# [Object position labeling entries]
◆ ◆ ◆ ◆ ◆
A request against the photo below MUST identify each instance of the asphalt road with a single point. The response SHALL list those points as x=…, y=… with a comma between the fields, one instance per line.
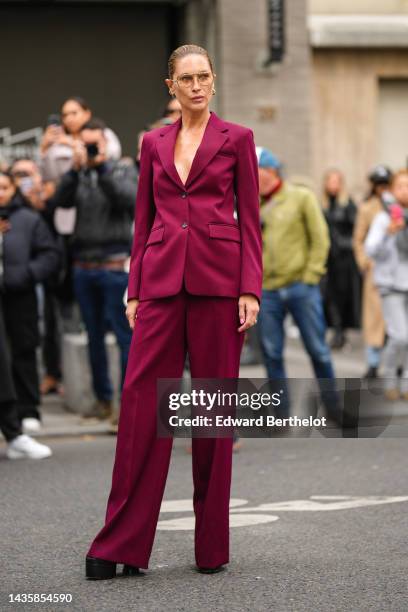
x=342, y=546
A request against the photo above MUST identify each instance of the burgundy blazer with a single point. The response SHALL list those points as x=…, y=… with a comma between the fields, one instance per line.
x=189, y=230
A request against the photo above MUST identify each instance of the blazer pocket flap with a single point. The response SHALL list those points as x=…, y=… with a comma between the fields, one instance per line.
x=156, y=235
x=225, y=231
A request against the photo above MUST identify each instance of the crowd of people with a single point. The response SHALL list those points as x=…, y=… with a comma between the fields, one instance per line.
x=66, y=225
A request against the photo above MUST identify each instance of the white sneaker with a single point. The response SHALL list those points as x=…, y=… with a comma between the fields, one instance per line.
x=24, y=447
x=31, y=425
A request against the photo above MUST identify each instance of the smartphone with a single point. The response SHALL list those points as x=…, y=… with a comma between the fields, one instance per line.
x=92, y=150
x=26, y=184
x=54, y=120
x=396, y=212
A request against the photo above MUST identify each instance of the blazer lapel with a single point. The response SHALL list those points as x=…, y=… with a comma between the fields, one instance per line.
x=215, y=135
x=165, y=149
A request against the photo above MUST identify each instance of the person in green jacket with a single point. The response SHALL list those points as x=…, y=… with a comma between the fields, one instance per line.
x=295, y=249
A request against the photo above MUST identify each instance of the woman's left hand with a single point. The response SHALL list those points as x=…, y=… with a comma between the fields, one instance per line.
x=248, y=307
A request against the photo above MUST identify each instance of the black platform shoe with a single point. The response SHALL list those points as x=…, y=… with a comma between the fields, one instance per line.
x=211, y=570
x=131, y=570
x=100, y=569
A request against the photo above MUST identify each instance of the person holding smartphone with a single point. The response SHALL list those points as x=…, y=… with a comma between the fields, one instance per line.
x=387, y=245
x=103, y=196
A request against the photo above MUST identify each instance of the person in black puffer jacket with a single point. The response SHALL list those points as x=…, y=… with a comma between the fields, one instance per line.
x=28, y=255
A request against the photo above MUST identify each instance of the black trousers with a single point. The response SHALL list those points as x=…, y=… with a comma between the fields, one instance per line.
x=20, y=316
x=52, y=336
x=10, y=424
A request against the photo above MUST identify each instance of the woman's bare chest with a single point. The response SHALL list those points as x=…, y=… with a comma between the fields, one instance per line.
x=185, y=151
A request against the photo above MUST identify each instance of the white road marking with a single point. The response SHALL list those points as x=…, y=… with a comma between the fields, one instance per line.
x=340, y=502
x=239, y=516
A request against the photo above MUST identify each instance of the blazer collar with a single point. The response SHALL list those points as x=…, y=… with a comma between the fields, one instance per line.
x=215, y=135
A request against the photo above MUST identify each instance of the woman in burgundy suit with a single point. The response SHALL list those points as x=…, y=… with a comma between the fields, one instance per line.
x=194, y=286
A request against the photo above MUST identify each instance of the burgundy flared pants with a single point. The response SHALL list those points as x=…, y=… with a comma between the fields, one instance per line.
x=165, y=330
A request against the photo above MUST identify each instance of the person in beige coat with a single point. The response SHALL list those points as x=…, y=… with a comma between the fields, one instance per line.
x=372, y=317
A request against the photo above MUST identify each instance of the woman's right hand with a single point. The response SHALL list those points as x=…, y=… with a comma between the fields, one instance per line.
x=131, y=312
x=4, y=226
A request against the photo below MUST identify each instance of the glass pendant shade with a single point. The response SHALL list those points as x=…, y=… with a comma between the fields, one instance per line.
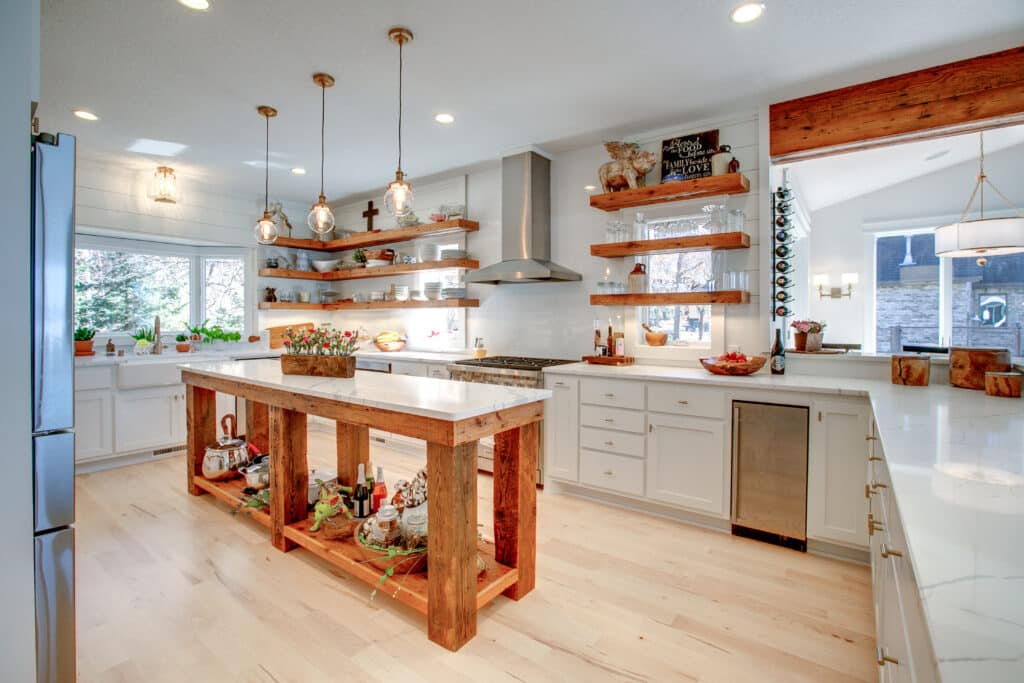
x=266, y=229
x=321, y=218
x=990, y=237
x=165, y=185
x=398, y=199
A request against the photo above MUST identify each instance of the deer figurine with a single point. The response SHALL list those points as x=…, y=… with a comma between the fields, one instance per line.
x=628, y=167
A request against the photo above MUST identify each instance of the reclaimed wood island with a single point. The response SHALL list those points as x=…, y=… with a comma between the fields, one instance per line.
x=451, y=417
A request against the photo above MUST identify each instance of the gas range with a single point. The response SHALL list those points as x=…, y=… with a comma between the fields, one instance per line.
x=507, y=370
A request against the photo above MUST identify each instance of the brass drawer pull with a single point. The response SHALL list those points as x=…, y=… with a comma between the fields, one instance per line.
x=887, y=552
◆ ◆ ◆ ◆ ◆
# [Aim of the task]
Arrange all the entries above as a two-column CSV with the headers "prompt" and "points," one row per entry. Put each entry's wording and its answer in separate quoted fields, replace line breaks with spaces, and leave out the pictures.

# [Worked solution]
prompt,points
"A request against the photo below MUST identify each instance of the asphalt road with a single point. The response SHALL list those points as x=…, y=… with a comma between the fields, one instance per line.","x=342, y=546"
"A request against the photo above MUST identify each instance of the burgundy blazer with a single point. The response SHALL list those points as x=…, y=… with a comma between the fields, one instance per line.","x=189, y=230"
"A request against the photo above MUST identify each instance of the blazer pocket flap with a single point. The response SHALL list those points as x=…, y=… with a comma between the fields, one instance per line.","x=156, y=235 x=225, y=231"
"A request against the photo above MUST identify each instance of the crowd of people with a single point. The response SHALL list those points as x=…, y=… with a comma between the fields, one instance per line.","x=66, y=225"
"A request against the photo above MUST identify each instance of the white sneaker with a single point. The response SHALL list those points as x=…, y=… with a comma between the fields, one instance per line.","x=24, y=447 x=31, y=425"
"A request against the photo above MUST identify each instance of the smartphone with a single point. The response SHALL list those points as x=…, y=… with a comma between the fields, one instance per line.","x=92, y=150 x=26, y=184 x=54, y=120 x=396, y=212"
"A request against the photo above MUST identify each instance of the blazer lapel with a single point. The response SHALL list those points as x=…, y=… with a comma between the fields, one instance per line.","x=215, y=135 x=165, y=149"
"A request against the photo above MUST identify each instance of the person in green jacket with a single point. The response SHALL list those points as x=…, y=… with a comma between the fields, one instance per line.","x=295, y=249"
"A request against the photo above MUST identify each instance of the woman's left hand with a single point. The response SHALL list those points as x=…, y=… with a comma between the fields, one instance per line.","x=248, y=307"
"A request against the photo above MUST identify each instance of the black platform shoe with a single point. The response SHALL list those points as x=…, y=… with a comma between the fields, one instance per line.","x=211, y=570 x=131, y=570 x=100, y=569"
"A request against the photo above MUST identify each instance of the person holding smartphone with a single point. The response SHALL list those points as x=…, y=… with a comma between the fields, one instance per line.","x=387, y=245 x=103, y=196"
"A request against the photo above MUST identify each instance of the person in black puffer jacket with a single point. The response SHALL list those points as x=…, y=… with a comma between the fields, one instance per line.","x=28, y=255"
"A request against the photo above MUST identify each instance of the black trousers with a single point. The response SHALL list those points as x=…, y=… with a comma between the fields, one instance per line.","x=20, y=316 x=52, y=336 x=10, y=424"
"A request against the photo above MUST identify each instance of the woman's bare chest with a single point. The response SHALL list those points as x=…, y=… with a comma between the fields, one instance per line.","x=185, y=151"
"A request against the photo above MUST identify each instance of the white road marking with a single point. The response SHALL list those points as x=…, y=… with a comma between the fields, one instance per line.","x=340, y=502 x=239, y=516"
"A request against the photo above MUST identify each instance of the blazer collar with a single point. The response SHALL list those points as x=…, y=… with a comma between the fields, one instance per line.","x=215, y=135"
"A request against the photo above MUST identify each instance of the woman in burgundy suit with a single point. The response SHALL list those points as x=…, y=… with a comma between the fields, one instance per line.","x=194, y=286"
"A request against the photo above MUST identify each instance of the burgundy flared pants with a single point. The response SHALL list those points as x=…, y=… with a comma between the fields, one instance per line.","x=165, y=330"
"A request against the photo above MUST identify each instance of the person in beige coat with a single point. The response SHALL list those points as x=…, y=… with a comma between the fields, one instance per line.","x=372, y=317"
"A request against the photo above MUST identify each instance of the woman's right hand with a single point. The response SHALL list those points as x=…, y=… with a comma between the fields, one instance per line.","x=131, y=312 x=4, y=226"
"A request against the photo below MUST identify each instance of the glass pendant shade with a single point. The response SHALL list those points as x=…, y=… with a comma between the fields, one instance per line.","x=266, y=229 x=321, y=218 x=990, y=237 x=165, y=185 x=398, y=199"
"A request against the photo above MUST identify each instance of the deer figurine with a single point. The response SHALL list those points as x=…, y=… with a comma between the fields, one instance per line.","x=628, y=167"
"A request against the photo above MUST identify each instance of the reclaimed wood island with a single point. The response SHALL list those points as x=…, y=… with a comma between the fields, one instance per line.","x=451, y=417"
"A request against the photo above MUST identify each instance of the gas range with a single point. The response SHALL list those points as x=…, y=… with a comma between the fields, one instance per line.","x=507, y=370"
"A request against the photo above MUST identify each instance of the brass drawer pull with a single point. The response SHALL list those points as x=…, y=… with a comma between the fields, one instance per line.","x=887, y=552"